Saved entries
----

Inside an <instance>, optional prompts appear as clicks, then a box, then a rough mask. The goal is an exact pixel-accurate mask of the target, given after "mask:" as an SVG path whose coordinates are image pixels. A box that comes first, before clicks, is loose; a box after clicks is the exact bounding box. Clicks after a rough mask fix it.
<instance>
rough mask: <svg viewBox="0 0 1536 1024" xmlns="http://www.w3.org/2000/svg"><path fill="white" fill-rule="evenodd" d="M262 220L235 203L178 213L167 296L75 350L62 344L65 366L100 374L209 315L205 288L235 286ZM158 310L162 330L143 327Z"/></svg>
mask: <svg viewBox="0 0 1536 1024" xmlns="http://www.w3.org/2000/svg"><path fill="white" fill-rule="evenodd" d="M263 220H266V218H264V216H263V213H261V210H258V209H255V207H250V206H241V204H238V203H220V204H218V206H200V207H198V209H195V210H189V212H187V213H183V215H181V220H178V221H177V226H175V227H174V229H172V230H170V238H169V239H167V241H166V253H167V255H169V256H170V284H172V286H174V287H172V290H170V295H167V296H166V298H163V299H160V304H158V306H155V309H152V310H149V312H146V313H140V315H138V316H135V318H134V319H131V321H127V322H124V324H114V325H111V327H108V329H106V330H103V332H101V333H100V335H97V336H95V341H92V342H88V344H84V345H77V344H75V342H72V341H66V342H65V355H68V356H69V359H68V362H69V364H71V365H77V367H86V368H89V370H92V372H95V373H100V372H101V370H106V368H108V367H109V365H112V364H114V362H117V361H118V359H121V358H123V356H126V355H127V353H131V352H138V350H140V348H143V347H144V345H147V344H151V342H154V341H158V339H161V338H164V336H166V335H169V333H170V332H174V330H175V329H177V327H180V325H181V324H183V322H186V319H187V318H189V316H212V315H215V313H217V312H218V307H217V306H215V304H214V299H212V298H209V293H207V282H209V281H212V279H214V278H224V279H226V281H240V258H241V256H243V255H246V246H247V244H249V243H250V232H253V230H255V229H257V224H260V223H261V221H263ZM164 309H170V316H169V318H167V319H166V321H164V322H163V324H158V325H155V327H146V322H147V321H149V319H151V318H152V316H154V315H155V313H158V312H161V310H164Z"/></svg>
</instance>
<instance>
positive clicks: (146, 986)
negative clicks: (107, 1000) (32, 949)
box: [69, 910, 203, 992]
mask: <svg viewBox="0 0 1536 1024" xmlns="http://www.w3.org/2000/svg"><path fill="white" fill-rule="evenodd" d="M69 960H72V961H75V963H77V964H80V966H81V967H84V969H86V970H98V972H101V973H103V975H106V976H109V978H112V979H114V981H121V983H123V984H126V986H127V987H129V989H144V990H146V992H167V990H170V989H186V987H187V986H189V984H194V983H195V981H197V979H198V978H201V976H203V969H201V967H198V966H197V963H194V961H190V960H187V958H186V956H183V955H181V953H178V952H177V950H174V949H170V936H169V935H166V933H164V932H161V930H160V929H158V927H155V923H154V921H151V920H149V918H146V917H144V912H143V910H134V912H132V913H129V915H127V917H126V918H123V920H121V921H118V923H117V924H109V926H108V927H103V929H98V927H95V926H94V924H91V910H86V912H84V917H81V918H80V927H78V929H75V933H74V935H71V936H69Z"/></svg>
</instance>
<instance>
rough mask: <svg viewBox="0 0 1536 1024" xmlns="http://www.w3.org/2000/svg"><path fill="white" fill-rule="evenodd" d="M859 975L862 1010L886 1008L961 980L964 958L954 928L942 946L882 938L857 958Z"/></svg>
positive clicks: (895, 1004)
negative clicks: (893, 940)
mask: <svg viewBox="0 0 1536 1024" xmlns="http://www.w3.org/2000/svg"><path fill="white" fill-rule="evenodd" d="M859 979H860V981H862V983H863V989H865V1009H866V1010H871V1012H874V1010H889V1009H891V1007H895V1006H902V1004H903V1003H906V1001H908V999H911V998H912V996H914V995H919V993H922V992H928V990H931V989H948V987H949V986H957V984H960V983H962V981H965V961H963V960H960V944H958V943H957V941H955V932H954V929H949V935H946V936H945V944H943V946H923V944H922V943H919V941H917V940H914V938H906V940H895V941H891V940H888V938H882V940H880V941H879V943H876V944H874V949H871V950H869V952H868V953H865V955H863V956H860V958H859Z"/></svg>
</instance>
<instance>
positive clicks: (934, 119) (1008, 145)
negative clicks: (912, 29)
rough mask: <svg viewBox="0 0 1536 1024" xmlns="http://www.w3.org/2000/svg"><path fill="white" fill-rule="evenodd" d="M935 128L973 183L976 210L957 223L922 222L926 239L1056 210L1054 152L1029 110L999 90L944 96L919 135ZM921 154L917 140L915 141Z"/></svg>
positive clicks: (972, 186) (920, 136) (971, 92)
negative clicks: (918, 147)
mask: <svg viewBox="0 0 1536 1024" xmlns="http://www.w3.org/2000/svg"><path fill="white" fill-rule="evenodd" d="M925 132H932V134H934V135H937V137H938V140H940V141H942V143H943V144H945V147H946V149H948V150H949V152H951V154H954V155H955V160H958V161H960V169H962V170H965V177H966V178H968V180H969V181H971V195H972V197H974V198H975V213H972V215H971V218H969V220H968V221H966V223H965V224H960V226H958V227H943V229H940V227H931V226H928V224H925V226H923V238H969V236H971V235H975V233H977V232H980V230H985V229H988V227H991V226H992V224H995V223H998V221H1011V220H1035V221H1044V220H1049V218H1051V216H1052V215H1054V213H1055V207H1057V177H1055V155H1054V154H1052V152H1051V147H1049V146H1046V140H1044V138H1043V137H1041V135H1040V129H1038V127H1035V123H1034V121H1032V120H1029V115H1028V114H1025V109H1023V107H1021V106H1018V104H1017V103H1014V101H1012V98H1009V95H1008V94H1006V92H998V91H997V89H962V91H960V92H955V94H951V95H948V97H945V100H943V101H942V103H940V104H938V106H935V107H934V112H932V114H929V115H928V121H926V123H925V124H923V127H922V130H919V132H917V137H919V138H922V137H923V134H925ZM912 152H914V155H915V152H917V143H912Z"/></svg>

----

In full and verbatim, transcribe the data.

== COMPLETED TASK ==
Inside an <instance>, optional prompts appear as clicks, then a box, then a rough mask. The goal is an exact pixel-accurate mask of the target, given after "mask:" as an SVG path whose coordinates are image pixels. A box that comes first, before clicks, is loose; a box after clicks is the exact bounding box. Clicks after a rough mask fix it.
<instance>
rough mask: <svg viewBox="0 0 1536 1024" xmlns="http://www.w3.org/2000/svg"><path fill="white" fill-rule="evenodd" d="M262 220L235 203L178 213L167 296L75 350L62 344L65 366L100 374L209 315L205 288L235 286ZM158 310L162 330L143 327Z"/></svg>
mask: <svg viewBox="0 0 1536 1024" xmlns="http://www.w3.org/2000/svg"><path fill="white" fill-rule="evenodd" d="M263 220H266V218H264V216H263V213H261V210H258V209H255V207H250V206H241V204H238V203H220V204H218V206H200V207H198V209H195V210H189V212H187V213H183V215H181V220H178V221H177V226H175V227H174V229H172V230H170V238H169V239H167V241H166V253H167V255H169V256H170V284H172V286H174V287H172V290H170V295H167V296H166V298H163V299H160V304H158V306H155V309H152V310H149V312H146V313H140V315H138V316H135V318H134V319H131V321H127V322H124V324H114V325H111V327H108V329H106V330H103V332H101V333H100V335H97V336H95V341H92V342H88V344H84V345H77V344H75V342H72V341H66V342H65V355H68V356H69V359H68V362H69V364H71V365H77V367H86V368H89V370H92V372H95V373H100V372H101V370H106V368H108V367H109V365H112V364H114V362H117V361H118V359H121V358H123V356H126V355H127V353H131V352H138V350H140V348H143V347H144V345H147V344H151V342H154V341H158V339H161V338H164V336H166V335H169V333H170V332H174V330H175V329H177V327H180V325H181V324H183V322H186V319H187V318H189V316H212V315H215V313H217V312H218V307H217V306H215V304H214V299H212V298H209V293H207V282H209V281H212V279H214V278H224V279H226V281H240V258H241V256H243V255H246V246H247V244H249V243H250V232H253V230H255V229H257V224H260V223H261V221H263ZM164 309H170V316H169V318H167V319H166V321H164V322H163V324H158V325H155V327H146V322H147V321H149V319H151V318H152V316H154V315H155V313H158V312H161V310H164Z"/></svg>
</instance>
<instance>
positive clicks: (146, 986)
negative clicks: (107, 1000) (32, 949)
box: [69, 910, 203, 992]
mask: <svg viewBox="0 0 1536 1024" xmlns="http://www.w3.org/2000/svg"><path fill="white" fill-rule="evenodd" d="M69 960H72V961H75V963H77V964H80V966H81V967H84V969H86V970H98V972H101V973H103V975H106V976H109V978H112V979H114V981H121V983H123V984H126V986H127V987H129V989H144V990H146V992H167V990H170V989H186V987H187V986H189V984H194V983H195V981H197V979H198V978H201V976H203V969H201V967H198V966H197V963H194V961H190V960H187V958H186V956H183V955H181V953H178V952H177V950H174V949H170V936H169V935H166V933H164V932H161V930H160V929H158V927H155V923H154V921H151V920H149V918H146V917H144V912H143V910H134V912H132V913H129V915H127V917H126V918H123V920H121V921H118V923H117V924H109V926H108V927H103V929H98V927H95V926H94V924H91V910H86V912H84V917H81V918H80V927H78V929H75V933H74V935H71V936H69Z"/></svg>
</instance>
<instance>
rough mask: <svg viewBox="0 0 1536 1024" xmlns="http://www.w3.org/2000/svg"><path fill="white" fill-rule="evenodd" d="M859 975L862 1010L886 1008L961 980L964 958L954 928L942 946L882 938L857 958Z"/></svg>
positive clicks: (895, 1004)
negative clicks: (893, 940)
mask: <svg viewBox="0 0 1536 1024" xmlns="http://www.w3.org/2000/svg"><path fill="white" fill-rule="evenodd" d="M859 979H860V981H862V983H863V989H865V1009H866V1010H871V1012H874V1010H889V1009H891V1007H895V1006H902V1004H903V1003H906V1001H908V999H911V998H912V996H914V995H919V993H922V992H928V990H931V989H948V987H949V986H957V984H960V983H962V981H965V961H963V960H960V944H958V943H957V941H955V932H954V929H949V935H946V936H945V944H943V946H923V944H922V943H919V941H917V940H914V938H906V940H895V941H891V940H888V938H882V940H880V941H879V943H876V944H874V949H871V950H869V952H868V953H865V955H863V956H860V958H859Z"/></svg>
</instance>
<instance>
positive clicks: (934, 119) (1008, 145)
negative clicks: (912, 29)
rough mask: <svg viewBox="0 0 1536 1024" xmlns="http://www.w3.org/2000/svg"><path fill="white" fill-rule="evenodd" d="M935 128L973 183L976 210L957 223L922 222L926 239L1056 210L1054 152L1029 110L999 90L944 96L919 135ZM921 154L917 140L915 141Z"/></svg>
positive clicks: (972, 186) (920, 136) (971, 92)
negative clicks: (918, 147)
mask: <svg viewBox="0 0 1536 1024" xmlns="http://www.w3.org/2000/svg"><path fill="white" fill-rule="evenodd" d="M925 132H932V134H934V135H937V137H938V140H940V141H942V143H943V144H945V147H946V149H948V150H949V152H951V154H954V155H955V160H958V161H960V169H962V170H965V177H966V178H968V180H969V181H971V195H972V197H974V198H975V213H972V215H971V218H969V220H968V221H966V223H965V224H960V226H958V227H943V229H940V227H931V226H928V224H925V226H923V238H969V236H971V235H975V233H977V232H980V230H985V229H988V227H991V226H992V224H995V223H998V221H1011V220H1035V221H1044V220H1049V218H1051V216H1052V215H1054V213H1055V207H1057V177H1055V155H1054V154H1052V152H1051V147H1049V146H1046V140H1044V138H1043V137H1041V135H1040V129H1038V127H1035V123H1034V121H1032V120H1029V115H1028V114H1025V109H1023V107H1021V106H1018V104H1017V103H1014V101H1012V98H1009V95H1008V94H1006V92H998V91H997V89H962V91H960V92H955V94H951V95H948V97H945V100H943V101H942V103H940V104H938V106H935V107H934V112H932V114H929V115H928V121H926V123H925V124H923V127H922V130H919V132H917V137H919V138H922V137H923V134H925ZM912 152H914V155H915V152H917V143H912Z"/></svg>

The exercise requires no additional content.